─── Text excerpt ───
I don't really want to drill my way through the gunk into the bore since I believe the structure of the pipe isn't average. I'm not so sure how this pipe is actually made. I'm not very dexterous with my hands and I might break the pipe, but furthermore I think I found a diagram that might explain the observed phenomena. I only can reach "C" in my diagram, where a lot of gunk had been accumulating for ages, when I should be able to use a pipe cleaner in "B", that is from the shank to the bore ("A").

Any more ideas?

Gratefully,

Oudis.

PS: Coffee-Cup: My advice about buying an Oom Paul right now is "don't". Live long and prosper.


----------



## Hannibal (Apr 22, 2011)

Only thing I could offer Oudis is if you are at your wits end with it send it to myself or any one of the fine Brothers here that would be willing to help you get your baby smoking well again. I'm sure any of us, with the proper tools, could get it unplugged for you.


----------



## freestoke (Feb 13, 2011)

Hook it up to the garden hose.


----------



## Firedawg (Nov 8, 2010)

Oudis send it to me I will fix it and return.


----------



## gahdzila (Apr 29, 2010)

Ouidus - I agree with the other guys. If you're absolutely at your wits end, you can send it to one of us and we'll give it a shot for you. I'd be more than happy to try (one of the other guys is probably more experienced than me, though).

Or do you have a local pipe shop?

Or send it to one of the guys online that do pipe repairs? Though I've never used his repair services, I have bought stuff from Walker Briar Works (he sells cob pipes and stems and also does repair work), and I can vouch for him being a stand up trustworthy guy at least. His website is Walker Briar Works - Repairing Fine Pipes Since 1968


----------



## CaptainEnormous (Sep 30, 2010)

Oudis said:


> Hey everybody,
> 
> Several days have passed and the problem remains unsolved -I'm getting worried.
> 
> ...


Almost sounds like you're dealing with a Peterson "System" pipe. 
I know it's not a Pete, but the issue you describe sounds just like trying to restore one of those dreadful things (sorry Pete lovers. . .but restoring a System pipe is misery. . .even worse than a never-cleaned Lumberjack!)

I'd send your pipe off to one of the puff volunteers. Or a pro. Good luck!


----------



## Coffee-Cup (Jan 26, 2010)

Gratefully,

Oudis.

PS: Coffee-Cup: My advice about buying an Oom Paul right now is "don't". Live long and prosper.

View attachment 37274
[/QUOTE]

Thanks Oudis! I am glad that you posted your problem and I have read all of the responses from brother BOTL's. I have long been apprehensive about the difficulty of this problem; I even see problems with simply cleaning and maintaining this type of pipe.:scared: I will continue to follow your plight and hopefully its solution!:ranger:


----------



## Oudis (Oct 28, 2011)
───
_Brief 1_
In the pipe-cleaning thread, what does Walker Briar Works sell in addition to doing repair work?
_Brief 2_
List every username that appears as a post header in the pipe-cleaning thread.
_Brief 3_
Carry on the pipe-cleaning thread from its final post header by writing the post that follows it.
─── Data provided ───
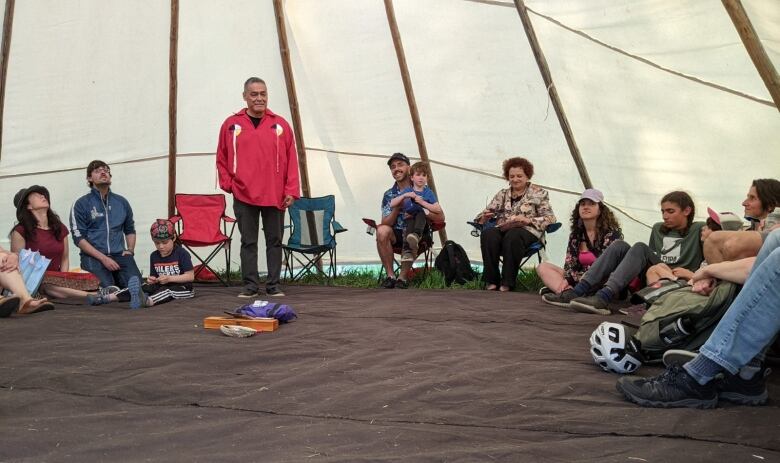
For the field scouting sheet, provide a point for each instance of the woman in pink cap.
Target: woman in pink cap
(593, 228)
───
_Exercise answer 1_
Cob pipes and stems.

_Exercise answer 2_
Hannibal, freestoke, Firedawg, gahdzila, CaptainEnormous, Coffee-Cup, Oudis

_Exercise answer 3_
Hello again everybody,

I couldn’t post this message before –I meant to but couldn’t, I’m sorry. First of all I would like to thank all of you (Hannibal, Firedawg, Gahdzila, I hope I’m not skipping anyone) who offered their help –their time, their work– to help me solve this problem. I just couldn’t –I’d feel I’m taking advantage of your good will. 

The (presumably big) chunk of gunk is still there and at this stage I am pretty certain that Captain Enormous is right and my Oom Paul has a Peterson system –meaning fixing it is something I simply cannot do by myself. 

Using air and water are no solutions since I cannot figure out how to get the necessary seal between the hose and the shank –that kind of solution will require more dexterous hands than mine. I have used vodka and alcohol but they barely had any effect at all. And drilling is something I just don’t dare do.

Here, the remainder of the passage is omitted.